▶ Page
Skip to content

Generating a Dataset

kiselyovd edited this page Jun 16, 2026 · 1 revision

Generating a Dataset

This is the end-to-end operational guide: from launching the editor to a finished COCO file. It assumes you completed Installation and the three verification imports succeed.

The mental model: a group is one (venue, lighting, vehicle) combination. For each group you (A) build the rig on a real lane and project every camera pose to JSONL in the editor (fast), then (B) render those poses to PNGs through Movie Render Queue (offline). After all groups, you aggregate the per-group JSONL into one COCO file.


Step 1 - Launch the editor

Start-Process "C:\Program Files\Epic Games\UE_5.6\Engine\Binaries\Win64\UnrealEditor.exe" `
  -ArgumentList "`"<path>\CitySample.uproject`"","-ddc=InstalledNoZenLocalFallback"

The -ddc=InstalledNoZenLocalFallback flag uses a persistent filesystem shader cache and sidesteps the Zen DDC server (see Troubleshooting). Drop it if your Zen server is healthy.

Boot-settle protocol (important). Sending a heavy editor command while City Sample is still booting can crash it. After launch:

  1. Wait until the editor window is fully up and Small_City_LVL (or the Startup map) is interactive.
  2. Send one trivial command first (print(unreal.SystemLibrary.get_engine_version())).
  3. Then a light world check (read the level name).
  4. Only then run scene-mutating code.

In the editor, uncheck Editor Preferences -> General -> Performance -> "Use Less CPU when in Background" once, so off-screen renders and screenshots actually flush.


Step 2 - Load the working map

City Sample opens on a Startup splash map. Load the city level:

import unreal
les = unreal.get_editor_subsystem(unreal.LevelEditorSubsystem)
les.load_level("/Game/Map/Small_City_LVL")

▶ Short task 1
According to the dataset-generation guide, what does one group consist of?
▶ Short task 2
Pick up the dataset-generation guide right after the code that loads the city level and keep writing it.
The items after this guide play no part here.

▶ Data excerpts

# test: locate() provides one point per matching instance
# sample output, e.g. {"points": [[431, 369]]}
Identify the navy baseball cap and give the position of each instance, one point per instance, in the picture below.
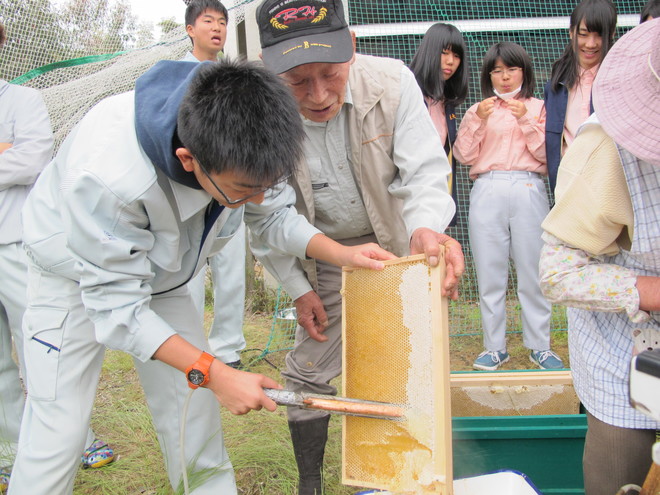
{"points": [[297, 32]]}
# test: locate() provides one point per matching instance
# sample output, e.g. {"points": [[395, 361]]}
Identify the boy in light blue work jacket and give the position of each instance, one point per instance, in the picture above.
{"points": [[144, 189]]}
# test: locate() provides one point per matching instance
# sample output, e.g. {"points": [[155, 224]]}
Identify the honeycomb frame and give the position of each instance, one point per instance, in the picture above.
{"points": [[396, 350]]}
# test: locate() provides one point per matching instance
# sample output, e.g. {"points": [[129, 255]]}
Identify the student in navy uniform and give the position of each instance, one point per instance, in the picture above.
{"points": [[441, 68], [567, 94]]}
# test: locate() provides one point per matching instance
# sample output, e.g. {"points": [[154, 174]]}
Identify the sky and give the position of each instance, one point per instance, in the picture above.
{"points": [[154, 10]]}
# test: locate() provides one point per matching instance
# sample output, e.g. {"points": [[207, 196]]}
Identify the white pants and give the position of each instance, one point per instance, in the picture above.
{"points": [[13, 273], [506, 212], [13, 296], [228, 274], [63, 361]]}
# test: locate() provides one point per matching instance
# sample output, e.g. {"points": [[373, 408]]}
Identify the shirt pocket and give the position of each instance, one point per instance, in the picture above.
{"points": [[44, 332], [6, 132], [324, 197]]}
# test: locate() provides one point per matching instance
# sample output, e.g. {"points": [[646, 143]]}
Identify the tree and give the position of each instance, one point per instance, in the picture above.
{"points": [[39, 33]]}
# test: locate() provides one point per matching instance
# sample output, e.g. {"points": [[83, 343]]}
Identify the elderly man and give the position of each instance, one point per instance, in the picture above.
{"points": [[374, 170]]}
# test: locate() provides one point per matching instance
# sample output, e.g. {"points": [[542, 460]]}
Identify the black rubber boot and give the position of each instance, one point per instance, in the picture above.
{"points": [[309, 438]]}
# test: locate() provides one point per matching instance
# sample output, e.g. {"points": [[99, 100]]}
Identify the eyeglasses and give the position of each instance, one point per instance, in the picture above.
{"points": [[245, 198], [510, 71]]}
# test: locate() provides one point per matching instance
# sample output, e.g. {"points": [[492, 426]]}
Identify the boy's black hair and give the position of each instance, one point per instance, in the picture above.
{"points": [[512, 55], [599, 16], [427, 67], [196, 8], [238, 116], [652, 9]]}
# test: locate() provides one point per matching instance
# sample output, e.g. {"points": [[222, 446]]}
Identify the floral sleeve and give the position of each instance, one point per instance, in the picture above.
{"points": [[573, 277]]}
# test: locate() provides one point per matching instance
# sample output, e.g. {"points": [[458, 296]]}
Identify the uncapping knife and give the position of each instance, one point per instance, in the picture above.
{"points": [[336, 405]]}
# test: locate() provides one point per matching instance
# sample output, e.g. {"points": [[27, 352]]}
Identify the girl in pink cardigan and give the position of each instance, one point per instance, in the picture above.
{"points": [[502, 139]]}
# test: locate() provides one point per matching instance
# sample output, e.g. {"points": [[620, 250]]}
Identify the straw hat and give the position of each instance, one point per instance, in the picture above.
{"points": [[626, 92]]}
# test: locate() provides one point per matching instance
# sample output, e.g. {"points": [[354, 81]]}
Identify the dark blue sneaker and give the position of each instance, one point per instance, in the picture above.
{"points": [[490, 360], [546, 360]]}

▶ Reply 1
One combination of venue, lighting, and vehicle.

▶ Reply 2
Small_City_LVL uses all the same systems as Big City but is lighter - the recommended venue map.


Step 3 - Load the capture module

Run the driver inside the editor's Python (Output Log -> Cmd dropdown -> Python), or via UnrealMCP execute_python_code:

import sys, importlib
sys.path.insert(0, "<repo>/scripts")
for m in ("ue_zonegraph", "ue_lighting", "ue_capture_batch", "ue_capture_v4"):
    if m in sys.modules:
        importlib.reload(sys.modules[m])
import ue_capture_v4 as V4

The two public entry points:

  • V4.setup_and_project(venue, light_name, rig_config, group_tag, n_azim=20, with_instances=True) - Phase A (editor): loads the world cell, disables HLOD proxies, places the rig on the nearest real lane, ground-snaps it onto the asphalt, builds the camera orbit, projects 24 keypoints + a mesh-bounds bbox + every visible city vehicle per pose to JSONL, and keyframes one camera through all poses into a Level Sequence. Returns an info dict.
  • V4.render_group(info, group_tag, quality="lite") - Phase B (offline): renders the keyframed sequence to …/<group_tag>/rgb/<group_tag>.NNNN.png through Movie Render Queue.

Step 4 - Define your capture grid

A grid is just a list of (index, tag, venue, lighting, vehicle) tuples. The shipped Phase 0 grid is 4 venues x 3 lightings = 12 groups, rotating 4 vehicles:

VENUES = [(-12463, 6360), (-12463, 57), (-12463, -7746), (-11713, -1093)]
LIGHTS = ["day_clear", "golden", "overcast"]
RIGS   = ["vehicle13", "vehicle06", "vehicle03", "vehicle12"]
CFG    = "<repo>/configs/vehicles/citysample_vehCar_%s.json"

GRID = []
gi = 0
for vi, (cx, cy) in enumerate(VENUES):
    for lt in LIGHTS:
        GRID.append((gi, f"g{gi:02d}_v{vi}_{lt}", (cx, cy), lt, RIGS[gi % 4]))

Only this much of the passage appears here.